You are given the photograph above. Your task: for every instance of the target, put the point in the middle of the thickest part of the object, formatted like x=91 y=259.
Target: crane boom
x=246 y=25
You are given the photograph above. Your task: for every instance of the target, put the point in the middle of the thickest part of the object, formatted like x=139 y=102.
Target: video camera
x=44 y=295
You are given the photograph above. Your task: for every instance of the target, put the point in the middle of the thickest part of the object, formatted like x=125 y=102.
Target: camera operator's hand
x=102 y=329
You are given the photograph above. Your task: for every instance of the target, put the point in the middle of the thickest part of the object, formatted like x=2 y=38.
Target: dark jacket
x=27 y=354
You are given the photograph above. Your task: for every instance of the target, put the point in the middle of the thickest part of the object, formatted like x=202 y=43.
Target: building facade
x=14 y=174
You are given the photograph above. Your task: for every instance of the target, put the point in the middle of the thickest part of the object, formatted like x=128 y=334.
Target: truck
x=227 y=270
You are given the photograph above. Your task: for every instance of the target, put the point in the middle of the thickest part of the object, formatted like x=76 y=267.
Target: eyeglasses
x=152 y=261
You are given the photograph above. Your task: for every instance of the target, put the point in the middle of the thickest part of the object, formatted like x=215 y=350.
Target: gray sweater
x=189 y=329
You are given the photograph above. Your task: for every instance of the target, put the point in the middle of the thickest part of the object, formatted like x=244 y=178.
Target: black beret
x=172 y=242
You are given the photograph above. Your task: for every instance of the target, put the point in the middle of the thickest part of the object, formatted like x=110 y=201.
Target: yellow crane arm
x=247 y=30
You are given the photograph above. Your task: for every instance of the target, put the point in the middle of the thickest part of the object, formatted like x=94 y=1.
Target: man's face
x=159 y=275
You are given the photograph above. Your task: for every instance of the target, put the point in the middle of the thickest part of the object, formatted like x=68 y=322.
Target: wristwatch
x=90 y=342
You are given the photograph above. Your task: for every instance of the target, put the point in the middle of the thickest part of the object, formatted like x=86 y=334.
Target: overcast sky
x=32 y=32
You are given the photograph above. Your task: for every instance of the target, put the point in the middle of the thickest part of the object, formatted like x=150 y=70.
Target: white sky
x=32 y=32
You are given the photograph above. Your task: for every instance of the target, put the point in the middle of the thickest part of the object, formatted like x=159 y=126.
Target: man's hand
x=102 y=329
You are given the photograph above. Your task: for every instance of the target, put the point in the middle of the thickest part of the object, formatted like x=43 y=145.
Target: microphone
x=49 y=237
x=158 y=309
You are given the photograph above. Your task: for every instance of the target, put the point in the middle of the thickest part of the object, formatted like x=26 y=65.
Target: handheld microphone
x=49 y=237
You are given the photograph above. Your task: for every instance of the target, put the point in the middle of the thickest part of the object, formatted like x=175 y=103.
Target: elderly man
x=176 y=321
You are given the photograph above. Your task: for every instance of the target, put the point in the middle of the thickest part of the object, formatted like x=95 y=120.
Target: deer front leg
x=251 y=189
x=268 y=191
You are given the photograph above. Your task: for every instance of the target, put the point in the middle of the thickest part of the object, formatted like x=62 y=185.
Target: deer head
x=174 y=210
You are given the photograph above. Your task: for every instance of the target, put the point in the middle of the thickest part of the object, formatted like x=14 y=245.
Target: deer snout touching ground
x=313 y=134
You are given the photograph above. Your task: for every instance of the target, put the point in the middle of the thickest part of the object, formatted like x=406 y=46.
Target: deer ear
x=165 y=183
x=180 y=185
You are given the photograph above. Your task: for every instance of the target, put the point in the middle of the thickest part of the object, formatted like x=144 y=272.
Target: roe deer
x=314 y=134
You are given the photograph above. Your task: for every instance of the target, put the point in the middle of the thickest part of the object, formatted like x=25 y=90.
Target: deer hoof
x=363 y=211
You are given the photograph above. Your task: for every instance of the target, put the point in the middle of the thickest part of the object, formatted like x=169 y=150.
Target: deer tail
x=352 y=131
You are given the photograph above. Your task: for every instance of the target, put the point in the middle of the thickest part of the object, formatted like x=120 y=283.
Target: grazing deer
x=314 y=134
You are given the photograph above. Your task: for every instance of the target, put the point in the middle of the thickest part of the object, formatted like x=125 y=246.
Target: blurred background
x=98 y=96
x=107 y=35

## ABOUT THIS EXERCISE
Repeat every entry exactly. Nothing may be dropped.

## RESULT BELOW
You are given the photograph above. Your task: for every instance of the target, put the point in the middle of the thickest part of the object, formatted like x=91 y=259.
Target: crane boom
x=246 y=25
You are given the photograph above. Your task: for every instance of the target, put the point in the middle of the thickest part of the object, formatted like x=139 y=102.
Target: video camera
x=44 y=295
You are given the photograph above. Your task: for every instance of the target, put the point in the middle of the thickest part of the object, formatted like x=125 y=102.
Target: camera operator's hand
x=102 y=329
You are given the photograph above. Your task: for every instance of the target, put the point in the middle of the thickest part of the object, formatted like x=2 y=38.
Target: dark jacket
x=27 y=354
You are given the photograph above. Your task: for every instance of the target, put the point in the middle of the thickest part of the object, formatted like x=202 y=43.
Target: building facade
x=14 y=174
You are given the photograph above. Your task: for every instance of the target, put the point in the middle of the thickest part of the object, formatted like x=128 y=334.
Target: truck
x=227 y=270
You are given the photograph above. Your task: for every instance of the target, put the point in the middle of the thickest part of the object, formatted like x=76 y=267.
Target: eyeglasses
x=152 y=261
You are given the photograph above. Your task: for every instance of the target, put the point in the middle of the thickest part of the object, formatted like x=215 y=350.
Target: gray sweater
x=189 y=329
You are given the photograph above. Your task: for every instance of the target, put the point in the middle of the thickest part of the object, formatted like x=244 y=178.
Target: black beret
x=172 y=242
You are given the photograph above. Your task: for every instance of the target, put the point in the middle of the thickest part of the object, formatted like x=110 y=201.
Target: yellow crane arm
x=247 y=30
You are given the photograph above. Your task: for every instance of the target, put the point in the middle of the thickest part of the object, formatted like x=94 y=1.
Target: man's face
x=159 y=275
You are given the photograph above. Your task: for every instance of the target, put the point in the middle of the thickest part of the object, formatted like x=68 y=322.
Target: wristwatch
x=90 y=342
You are given the photograph above. Your task: for every instance of the target, put the point in the middle of the thickest part of the object, formatted like x=86 y=334.
Target: overcast sky
x=32 y=32
You are given the photograph above. Your task: for every instance of the target, put the point in the middle of the thickest part of the object, formatted like x=150 y=70.
Target: white sky
x=32 y=32
You are given the photograph above. Your task: for every instance of the target, put the point in the middle of the thickest part of the object, formatted like x=159 y=126.
Target: man's hand
x=102 y=329
You are given the photograph above. Your task: for every instance of the target, put the point in the middle of the thickest part of the object, formatted like x=43 y=145.
Target: microphone
x=49 y=237
x=158 y=309
You are given the photograph above. Your task: for every instance of the target, put the point in the middle of the thickest part of the object, formatted like x=26 y=65.
Target: handheld microphone
x=49 y=237
You are given the photograph above. Your task: for every instance of the target, put the point in the middle of the thickest part of the object, formatted like x=175 y=103.
Target: elderly man
x=176 y=321
You are given the photograph above. Your task: for every instance of the target, put the point in the middle of the thickest part of the object, formatted like x=95 y=120.
Target: deer front leg
x=251 y=189
x=268 y=191
You are given the photograph above. Your task: for every instance of the target, put the point in the middle of the thickest part of the object, formatted like x=62 y=185.
Target: deer head
x=174 y=210
You are given the photograph above. Your task: for every instance of the target, put the point in the middle of the thickest part of the object, formatted like x=14 y=245.
Target: deer snout touching ground
x=313 y=134
You are given the photograph above. Your task: for every instance of the target, put the point in the middle of the thickest part of the object, formatted like x=406 y=46.
Target: deer ear
x=165 y=183
x=180 y=185
You are given the photograph above. Your task: for every instance of the target, put the point in the middle of the thickest part of the object, formatted like x=144 y=272.
Target: roe deer
x=314 y=134
You are given the photograph above. Your task: for every instance of the target, put the point in the middle of the thickest part of the object, formatted like x=25 y=90.
Target: deer hoof
x=363 y=211
You are given the photograph above. Your task: for every instance of the target, put the point in the middle of the thickest part of the object, formatted like x=169 y=150.
Target: deer tail
x=352 y=131
You are given the photograph above. Your task: for every instance of the target, put the point in the middle of the thickest part of the object, formatted like x=120 y=283.
Target: grazing deer
x=314 y=134
You are given the photograph above. Your task: for every instance of the target, put the point in the middle of the thickest part of the object, formatted like x=125 y=246.
Target: blurred background
x=98 y=96
x=107 y=35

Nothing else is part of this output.